What you are asked to do — In the reflection on grief below, what kind of couple does the writer say they always wanted to be?

Reading passage —
·····

10 years, how can it be? A lot happens in 10 years, and then again it doesn’t. That’s grief. It can spin you around and throw you back into hospital rooms, times together, or even times only wished for.
He was my first love, happy and full of dreams for the future. A cheeky smile, well for me anyway, lots of things were just for me, just mine and his, that first love of mine.
He had so much pain in the end, at least he is not in pain anymore. That is a comfort on one hand and a million unanswered questions on the other. That’s grief.
It’s odd that after 10 years some people only know the now me, and never knew him at all. So bizarre. The now me that is happy and very grateful to have found love No 2. But they might not know what that sometimes, far away, absent look is about, not without knowing my first love and I. That is also grief.
You know what else is grief, feeling ripped off! I always wanted to be that couple married for a billion years. Old as the hills and together since the flood! But that was taken away. I know I will still know a lot of years married, but it was just something I had always wanted. A deep down in my heart thing. You don’t go into life together thinking the “Till death do you part” will actually happen, well not until you are like 90 anyway. There’s a lot of things that get ripped away. A tearing of what was joined together. The two become one but then there is a gaping that is somehow empty and heavy all at the same time.
Grief.
When my first love died the grief accentuated the loss of all the wonderful things that would be no more. Then, after a while a gratefulness for the wonderful things grew, then, after another while the memories of those things not so wonderful also surfaced. Like any marriage we had our moments, sometimes loud moments! Regret and despondency tried to settle in beside the gratefulness, corroding away the perfect picture that had formed. It’s hard to make peace when only one of you is left. It’s a hard one. Wanting always to keep the wonderful alive and letting go of what I can’t change all at the same time is a challenge.
Time does help, wounds kind of heal over eventually, his name became easier to say without falling apart. Eventually. But there is always a scar, a war wound as such. Like a soldier pointing out where the bullet entered, or a patient’s scar from open heart surgery. Never the same again, just never the same. The memory of the injuries rush back when your hand brushes over the wound site. You feel the bumps and hard parts of the tearing that just couldn’t quite be put back together properly.
I remember a feeling of hope trying to wash over me when I came home from the hospital. Hope is usually a positive emotion, and eventually it was, but not this day. It accentuated the tragedy and pointed heavily to the loss. Like pressure on the wound, a tourniquet that was on one hand stemming the life hemorrhaging out of me while also causing immense pain. Saving my life, even though I didn’t really want to be saved. I wanted it all to go away, and back to what it used to be. I didn’t want to need hope, but it sat in front of me waiting to be held. I wanted to stay in bed and if not for my kids I may have.
Hope made me see the reality of where I stood, feeling alone but somehow not alone. Helpless but with a huge guiding hand leading my way, even in the darkness. It was Divine, holding my hand and guiding the steps I didn’t know how to take. Eventually I took hold of it and looked up. That was the hardest step of all. That step acknowledged that my love was truly gone and would not be back.
But it is the only way to live on.
So where is my grief now after 10 years? I am a recovering patient, no need for intensive care, but the therapy will be forever. Happy to smile at the memories and accepting of the pangs that come alongside them. They mean it was true love. He is someone to be missed and grateful for at the same time. He lives forever as long as I remember him. And I will always remember him. That first love of mine.

·····

Data for analysis —
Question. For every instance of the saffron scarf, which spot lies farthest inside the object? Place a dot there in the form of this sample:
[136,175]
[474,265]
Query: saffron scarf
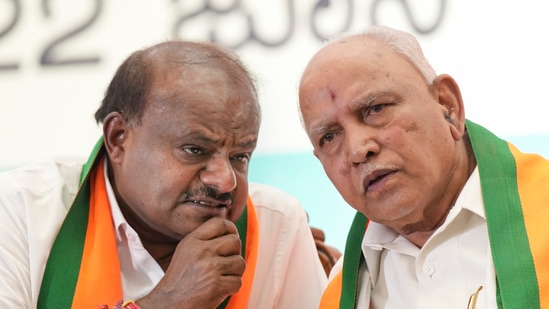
[515,188]
[83,269]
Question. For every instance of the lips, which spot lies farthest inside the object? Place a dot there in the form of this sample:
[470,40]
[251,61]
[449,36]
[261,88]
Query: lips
[209,202]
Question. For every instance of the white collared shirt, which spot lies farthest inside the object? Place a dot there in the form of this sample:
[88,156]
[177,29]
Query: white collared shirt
[451,266]
[34,201]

·····

Exercise solution — A couple married for a billion years.